Saved entries:
=======
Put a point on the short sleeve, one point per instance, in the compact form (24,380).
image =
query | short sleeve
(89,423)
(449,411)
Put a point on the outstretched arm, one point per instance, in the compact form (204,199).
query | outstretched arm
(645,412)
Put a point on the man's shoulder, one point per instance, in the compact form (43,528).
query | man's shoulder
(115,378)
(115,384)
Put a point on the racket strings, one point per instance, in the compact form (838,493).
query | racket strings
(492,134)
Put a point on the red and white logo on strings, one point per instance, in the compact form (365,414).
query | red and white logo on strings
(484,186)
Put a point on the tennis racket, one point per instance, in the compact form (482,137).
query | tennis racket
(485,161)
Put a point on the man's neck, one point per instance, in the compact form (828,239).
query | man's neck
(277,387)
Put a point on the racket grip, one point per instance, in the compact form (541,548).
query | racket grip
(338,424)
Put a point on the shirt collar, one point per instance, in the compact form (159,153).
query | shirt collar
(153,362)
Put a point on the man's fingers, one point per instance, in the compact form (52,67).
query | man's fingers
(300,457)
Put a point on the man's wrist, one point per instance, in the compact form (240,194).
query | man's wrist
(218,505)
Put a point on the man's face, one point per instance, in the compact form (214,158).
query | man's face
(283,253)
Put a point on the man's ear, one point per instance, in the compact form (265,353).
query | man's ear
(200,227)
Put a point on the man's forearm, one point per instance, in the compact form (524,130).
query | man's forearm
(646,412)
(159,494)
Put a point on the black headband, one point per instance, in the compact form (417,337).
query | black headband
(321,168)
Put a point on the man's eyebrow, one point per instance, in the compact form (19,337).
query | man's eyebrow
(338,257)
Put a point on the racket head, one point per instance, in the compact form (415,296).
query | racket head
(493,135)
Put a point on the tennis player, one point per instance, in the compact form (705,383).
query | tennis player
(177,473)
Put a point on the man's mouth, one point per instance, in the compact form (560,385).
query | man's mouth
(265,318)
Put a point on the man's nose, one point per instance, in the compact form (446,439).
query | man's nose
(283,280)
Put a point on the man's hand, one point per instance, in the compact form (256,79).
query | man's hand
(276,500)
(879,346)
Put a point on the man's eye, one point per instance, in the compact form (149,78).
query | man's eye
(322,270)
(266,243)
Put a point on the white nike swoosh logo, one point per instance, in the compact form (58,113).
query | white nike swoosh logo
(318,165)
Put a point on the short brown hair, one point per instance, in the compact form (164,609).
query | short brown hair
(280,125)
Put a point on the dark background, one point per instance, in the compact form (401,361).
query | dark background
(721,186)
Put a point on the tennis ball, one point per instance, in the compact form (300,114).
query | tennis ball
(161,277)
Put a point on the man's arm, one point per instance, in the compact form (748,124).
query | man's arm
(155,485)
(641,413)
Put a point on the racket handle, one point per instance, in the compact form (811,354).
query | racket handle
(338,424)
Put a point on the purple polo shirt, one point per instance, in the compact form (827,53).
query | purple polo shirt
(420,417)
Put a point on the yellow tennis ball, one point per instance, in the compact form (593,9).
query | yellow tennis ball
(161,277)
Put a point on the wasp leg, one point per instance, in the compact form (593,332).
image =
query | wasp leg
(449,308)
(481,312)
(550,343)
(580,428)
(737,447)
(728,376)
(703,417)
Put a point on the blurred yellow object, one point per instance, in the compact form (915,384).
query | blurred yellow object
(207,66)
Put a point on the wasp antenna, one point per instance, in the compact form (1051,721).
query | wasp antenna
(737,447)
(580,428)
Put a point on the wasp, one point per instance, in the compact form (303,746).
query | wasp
=======
→ **Work to be completed**
Reproduce nothing but the lines from the line containing "query | yellow tennis ball" to the last line of the data, each exactly as written.

→ **Answer to this problem**
query | yellow tennis ball
(161,277)
Put a point on the wasp leg, one point per instance, in the compact form (593,332).
image =
query | wasp leg
(449,308)
(481,312)
(550,343)
(580,428)
(737,447)
(728,376)
(703,417)
Put a point on the blurred yellow object, one point per instance, in the compact form (915,384).
query | blurred yellow object
(207,66)
Put a point on the wasp antenna, one point per instance, in the compact form (1051,721).
query | wasp antenna
(737,447)
(580,428)
Put a point on the wasp, one point per instance, in the compact form (303,746).
query | wasp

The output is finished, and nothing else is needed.